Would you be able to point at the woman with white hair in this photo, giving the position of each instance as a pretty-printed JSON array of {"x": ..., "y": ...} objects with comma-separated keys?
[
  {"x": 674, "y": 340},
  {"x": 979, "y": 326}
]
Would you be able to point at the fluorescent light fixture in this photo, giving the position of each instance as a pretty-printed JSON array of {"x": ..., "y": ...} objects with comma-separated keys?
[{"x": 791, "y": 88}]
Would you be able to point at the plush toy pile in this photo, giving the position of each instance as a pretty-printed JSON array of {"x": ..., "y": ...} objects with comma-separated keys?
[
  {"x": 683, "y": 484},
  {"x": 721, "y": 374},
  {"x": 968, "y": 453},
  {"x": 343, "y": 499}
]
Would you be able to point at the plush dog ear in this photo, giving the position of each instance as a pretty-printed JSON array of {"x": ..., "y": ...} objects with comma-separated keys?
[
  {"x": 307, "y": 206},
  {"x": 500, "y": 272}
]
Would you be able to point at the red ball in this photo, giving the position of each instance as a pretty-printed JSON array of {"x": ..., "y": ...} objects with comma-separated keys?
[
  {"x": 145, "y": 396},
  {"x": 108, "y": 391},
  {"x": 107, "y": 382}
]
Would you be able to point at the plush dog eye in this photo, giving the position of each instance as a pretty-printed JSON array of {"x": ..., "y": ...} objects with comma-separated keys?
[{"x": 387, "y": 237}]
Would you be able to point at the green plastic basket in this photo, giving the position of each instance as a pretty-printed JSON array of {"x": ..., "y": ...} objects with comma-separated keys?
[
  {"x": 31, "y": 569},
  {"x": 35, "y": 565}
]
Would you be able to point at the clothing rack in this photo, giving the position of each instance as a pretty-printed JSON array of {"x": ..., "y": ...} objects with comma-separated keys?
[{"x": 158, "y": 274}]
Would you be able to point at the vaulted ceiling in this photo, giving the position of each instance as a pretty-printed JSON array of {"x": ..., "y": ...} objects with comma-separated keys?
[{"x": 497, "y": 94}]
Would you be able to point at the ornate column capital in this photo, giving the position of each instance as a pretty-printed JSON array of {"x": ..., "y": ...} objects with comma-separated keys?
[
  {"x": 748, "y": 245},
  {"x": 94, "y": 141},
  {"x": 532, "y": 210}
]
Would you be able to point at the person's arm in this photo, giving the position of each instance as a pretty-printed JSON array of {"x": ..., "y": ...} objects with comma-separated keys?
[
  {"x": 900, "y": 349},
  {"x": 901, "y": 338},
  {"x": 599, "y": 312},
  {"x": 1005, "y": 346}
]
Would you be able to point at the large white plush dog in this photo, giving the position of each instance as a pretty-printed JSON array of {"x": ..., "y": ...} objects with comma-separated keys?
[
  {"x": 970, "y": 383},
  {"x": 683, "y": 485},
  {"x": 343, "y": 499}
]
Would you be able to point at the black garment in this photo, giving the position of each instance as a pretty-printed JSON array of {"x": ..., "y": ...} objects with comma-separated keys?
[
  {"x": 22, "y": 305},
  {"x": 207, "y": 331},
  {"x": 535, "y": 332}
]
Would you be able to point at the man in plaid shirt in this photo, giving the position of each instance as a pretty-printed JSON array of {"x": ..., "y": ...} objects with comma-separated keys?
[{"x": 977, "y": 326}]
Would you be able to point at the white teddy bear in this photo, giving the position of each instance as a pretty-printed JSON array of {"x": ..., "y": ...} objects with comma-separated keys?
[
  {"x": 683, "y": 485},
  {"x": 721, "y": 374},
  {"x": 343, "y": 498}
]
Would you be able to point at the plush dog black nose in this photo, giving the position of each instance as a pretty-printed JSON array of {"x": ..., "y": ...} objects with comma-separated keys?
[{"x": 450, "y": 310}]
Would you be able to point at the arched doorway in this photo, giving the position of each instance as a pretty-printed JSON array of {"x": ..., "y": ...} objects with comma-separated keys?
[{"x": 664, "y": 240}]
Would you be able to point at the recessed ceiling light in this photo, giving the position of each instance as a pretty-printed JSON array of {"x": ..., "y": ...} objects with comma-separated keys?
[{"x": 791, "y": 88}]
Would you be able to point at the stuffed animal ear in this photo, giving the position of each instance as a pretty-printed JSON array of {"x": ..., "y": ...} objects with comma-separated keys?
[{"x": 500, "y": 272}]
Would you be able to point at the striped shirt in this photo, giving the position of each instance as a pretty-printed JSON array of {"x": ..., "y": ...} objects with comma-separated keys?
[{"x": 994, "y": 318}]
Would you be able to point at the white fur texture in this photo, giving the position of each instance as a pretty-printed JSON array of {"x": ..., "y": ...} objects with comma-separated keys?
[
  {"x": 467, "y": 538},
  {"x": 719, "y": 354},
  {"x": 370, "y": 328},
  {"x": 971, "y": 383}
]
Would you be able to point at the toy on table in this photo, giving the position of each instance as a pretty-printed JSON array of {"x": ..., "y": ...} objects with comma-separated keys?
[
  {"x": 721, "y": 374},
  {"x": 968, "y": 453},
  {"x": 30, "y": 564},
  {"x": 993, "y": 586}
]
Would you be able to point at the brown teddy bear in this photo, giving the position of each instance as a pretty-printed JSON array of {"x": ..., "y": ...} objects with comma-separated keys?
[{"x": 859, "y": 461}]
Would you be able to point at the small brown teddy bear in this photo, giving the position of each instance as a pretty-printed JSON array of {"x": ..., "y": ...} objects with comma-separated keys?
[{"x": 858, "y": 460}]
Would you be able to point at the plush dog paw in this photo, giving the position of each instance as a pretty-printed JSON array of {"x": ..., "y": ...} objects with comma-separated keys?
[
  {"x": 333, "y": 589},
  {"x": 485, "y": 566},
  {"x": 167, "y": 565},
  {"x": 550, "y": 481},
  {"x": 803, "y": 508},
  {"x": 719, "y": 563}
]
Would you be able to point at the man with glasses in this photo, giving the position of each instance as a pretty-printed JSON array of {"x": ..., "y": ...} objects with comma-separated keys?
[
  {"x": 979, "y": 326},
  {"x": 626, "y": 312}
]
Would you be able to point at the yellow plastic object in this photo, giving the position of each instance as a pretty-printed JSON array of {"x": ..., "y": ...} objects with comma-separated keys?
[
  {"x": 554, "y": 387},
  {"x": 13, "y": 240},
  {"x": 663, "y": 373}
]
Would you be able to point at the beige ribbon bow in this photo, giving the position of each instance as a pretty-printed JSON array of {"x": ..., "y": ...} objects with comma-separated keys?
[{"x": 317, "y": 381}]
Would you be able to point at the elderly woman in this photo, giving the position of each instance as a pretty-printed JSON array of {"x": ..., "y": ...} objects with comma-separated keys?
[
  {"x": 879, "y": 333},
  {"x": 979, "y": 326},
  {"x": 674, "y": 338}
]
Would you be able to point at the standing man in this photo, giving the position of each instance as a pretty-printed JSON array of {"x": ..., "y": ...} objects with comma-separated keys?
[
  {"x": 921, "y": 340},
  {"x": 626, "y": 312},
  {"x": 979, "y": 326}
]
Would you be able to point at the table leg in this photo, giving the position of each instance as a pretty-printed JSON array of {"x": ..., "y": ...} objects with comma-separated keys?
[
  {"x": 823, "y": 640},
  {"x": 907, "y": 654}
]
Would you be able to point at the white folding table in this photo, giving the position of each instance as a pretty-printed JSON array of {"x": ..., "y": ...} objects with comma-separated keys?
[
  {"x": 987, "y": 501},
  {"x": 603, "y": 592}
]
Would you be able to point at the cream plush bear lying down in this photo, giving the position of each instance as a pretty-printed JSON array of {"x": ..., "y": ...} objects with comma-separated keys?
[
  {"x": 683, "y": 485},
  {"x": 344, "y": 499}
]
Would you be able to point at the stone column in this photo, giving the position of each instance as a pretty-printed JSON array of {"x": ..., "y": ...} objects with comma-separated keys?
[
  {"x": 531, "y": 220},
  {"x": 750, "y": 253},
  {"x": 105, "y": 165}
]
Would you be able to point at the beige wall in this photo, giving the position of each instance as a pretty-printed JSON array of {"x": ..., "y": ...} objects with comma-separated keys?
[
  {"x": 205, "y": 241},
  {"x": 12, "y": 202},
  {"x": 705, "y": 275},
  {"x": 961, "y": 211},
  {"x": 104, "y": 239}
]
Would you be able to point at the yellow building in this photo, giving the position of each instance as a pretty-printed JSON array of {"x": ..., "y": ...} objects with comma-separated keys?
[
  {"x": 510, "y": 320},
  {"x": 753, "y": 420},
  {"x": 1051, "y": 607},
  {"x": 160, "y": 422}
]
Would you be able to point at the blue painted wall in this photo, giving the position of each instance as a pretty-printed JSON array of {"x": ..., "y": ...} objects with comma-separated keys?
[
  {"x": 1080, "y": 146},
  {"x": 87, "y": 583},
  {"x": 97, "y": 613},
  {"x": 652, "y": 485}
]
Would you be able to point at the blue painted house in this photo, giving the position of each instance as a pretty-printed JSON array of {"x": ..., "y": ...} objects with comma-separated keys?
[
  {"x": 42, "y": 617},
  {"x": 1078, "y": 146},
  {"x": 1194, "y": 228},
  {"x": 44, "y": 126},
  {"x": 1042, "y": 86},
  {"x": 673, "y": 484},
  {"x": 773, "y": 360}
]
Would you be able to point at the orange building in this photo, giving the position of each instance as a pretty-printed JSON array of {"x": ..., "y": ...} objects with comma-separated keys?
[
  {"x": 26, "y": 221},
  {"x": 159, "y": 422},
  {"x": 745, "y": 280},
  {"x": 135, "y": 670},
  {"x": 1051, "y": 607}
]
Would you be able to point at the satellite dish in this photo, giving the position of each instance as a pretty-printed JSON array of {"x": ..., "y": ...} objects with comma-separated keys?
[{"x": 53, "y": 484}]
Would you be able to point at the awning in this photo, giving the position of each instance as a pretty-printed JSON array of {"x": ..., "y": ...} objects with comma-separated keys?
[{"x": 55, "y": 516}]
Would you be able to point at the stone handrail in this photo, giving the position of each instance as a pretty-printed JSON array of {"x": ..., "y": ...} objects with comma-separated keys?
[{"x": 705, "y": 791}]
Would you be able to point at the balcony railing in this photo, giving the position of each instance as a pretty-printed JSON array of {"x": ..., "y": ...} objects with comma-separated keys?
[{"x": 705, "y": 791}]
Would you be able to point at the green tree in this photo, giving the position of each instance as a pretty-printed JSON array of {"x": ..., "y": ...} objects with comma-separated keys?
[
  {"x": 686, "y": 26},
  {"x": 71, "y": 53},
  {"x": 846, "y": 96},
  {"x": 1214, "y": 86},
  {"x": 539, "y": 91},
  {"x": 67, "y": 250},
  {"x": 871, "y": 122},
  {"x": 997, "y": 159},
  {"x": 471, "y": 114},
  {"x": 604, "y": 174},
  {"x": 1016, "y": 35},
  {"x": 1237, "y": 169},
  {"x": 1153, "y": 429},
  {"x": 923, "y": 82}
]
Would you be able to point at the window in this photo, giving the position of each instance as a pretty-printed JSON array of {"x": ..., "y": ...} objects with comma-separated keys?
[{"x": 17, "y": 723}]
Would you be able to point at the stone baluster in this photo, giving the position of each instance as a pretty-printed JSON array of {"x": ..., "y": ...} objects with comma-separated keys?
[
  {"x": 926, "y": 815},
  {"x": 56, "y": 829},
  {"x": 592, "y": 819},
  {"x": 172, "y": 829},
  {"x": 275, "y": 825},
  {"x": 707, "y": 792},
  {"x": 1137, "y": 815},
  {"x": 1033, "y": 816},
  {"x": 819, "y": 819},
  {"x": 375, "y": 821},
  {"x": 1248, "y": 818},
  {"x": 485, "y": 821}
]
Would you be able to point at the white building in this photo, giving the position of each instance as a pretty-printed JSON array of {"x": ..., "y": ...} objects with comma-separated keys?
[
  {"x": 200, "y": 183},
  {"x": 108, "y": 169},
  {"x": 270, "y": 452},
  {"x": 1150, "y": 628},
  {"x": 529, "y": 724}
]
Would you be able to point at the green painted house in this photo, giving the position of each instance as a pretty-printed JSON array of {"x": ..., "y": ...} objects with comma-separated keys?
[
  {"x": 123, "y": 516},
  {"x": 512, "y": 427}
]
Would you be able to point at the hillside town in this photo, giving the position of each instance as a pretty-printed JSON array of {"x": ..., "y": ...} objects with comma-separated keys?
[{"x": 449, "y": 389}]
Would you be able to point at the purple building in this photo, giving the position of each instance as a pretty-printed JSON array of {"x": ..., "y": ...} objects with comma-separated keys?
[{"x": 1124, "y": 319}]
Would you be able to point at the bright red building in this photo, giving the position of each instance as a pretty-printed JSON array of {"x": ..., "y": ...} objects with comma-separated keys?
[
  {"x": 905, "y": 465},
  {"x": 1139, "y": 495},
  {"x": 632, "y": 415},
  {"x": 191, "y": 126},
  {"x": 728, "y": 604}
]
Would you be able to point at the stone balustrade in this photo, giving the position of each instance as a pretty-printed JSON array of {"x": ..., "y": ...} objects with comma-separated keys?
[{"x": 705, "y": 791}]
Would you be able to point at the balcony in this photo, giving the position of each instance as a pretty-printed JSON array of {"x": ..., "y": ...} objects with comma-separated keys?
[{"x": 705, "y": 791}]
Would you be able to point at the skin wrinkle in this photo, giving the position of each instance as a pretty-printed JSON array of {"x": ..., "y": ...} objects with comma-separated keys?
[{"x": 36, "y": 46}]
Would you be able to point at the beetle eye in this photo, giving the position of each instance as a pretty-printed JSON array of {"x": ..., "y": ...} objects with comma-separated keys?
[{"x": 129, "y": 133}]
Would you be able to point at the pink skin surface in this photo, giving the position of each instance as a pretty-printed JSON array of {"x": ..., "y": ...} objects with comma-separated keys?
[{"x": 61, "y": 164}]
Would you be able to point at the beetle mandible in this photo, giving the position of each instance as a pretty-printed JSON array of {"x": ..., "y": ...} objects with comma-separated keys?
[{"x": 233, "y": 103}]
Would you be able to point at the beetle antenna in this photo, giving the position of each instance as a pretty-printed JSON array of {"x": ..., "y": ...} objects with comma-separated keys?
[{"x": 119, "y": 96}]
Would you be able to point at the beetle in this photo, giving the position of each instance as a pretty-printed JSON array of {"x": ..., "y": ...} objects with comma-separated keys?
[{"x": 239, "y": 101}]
━━━━━━━━━━━━━━━━━━━━━━━━━━━━━━
Work required:
Word for word, restate the line with "Would you be able to point at the beetle eye" and all remaining lines of the material, stopping only at the final line.

Response to this task:
Would you be able to point at the beetle eye in this photo, giving the position of each instance as a pretty-printed JSON array of {"x": ..., "y": ...} objects with comma-separated keys?
[{"x": 129, "y": 133}]
Would you be able to point at the pink skin surface in this photo, giving the position of each instance as a pretty-printed JSON array of {"x": ..., "y": ...} objects with comma-separated keys?
[{"x": 61, "y": 164}]
Would you be able to point at the beetle mandible in this photo, giving the position of each instance as a pretty-printed JSON array of {"x": ..., "y": ...} objects with comma-separated keys?
[{"x": 233, "y": 103}]
Would you be able to point at the beetle antenna in this photo, giving the position of each instance as a pretty-printed JSON array of {"x": ..., "y": ...} objects with comma-separated keys?
[{"x": 119, "y": 96}]
Would you be able to point at the beetle in this photo, giving the position of each instance as a pretty-printed JSON array of {"x": ..., "y": ...} objects with comma-separated keys?
[{"x": 239, "y": 101}]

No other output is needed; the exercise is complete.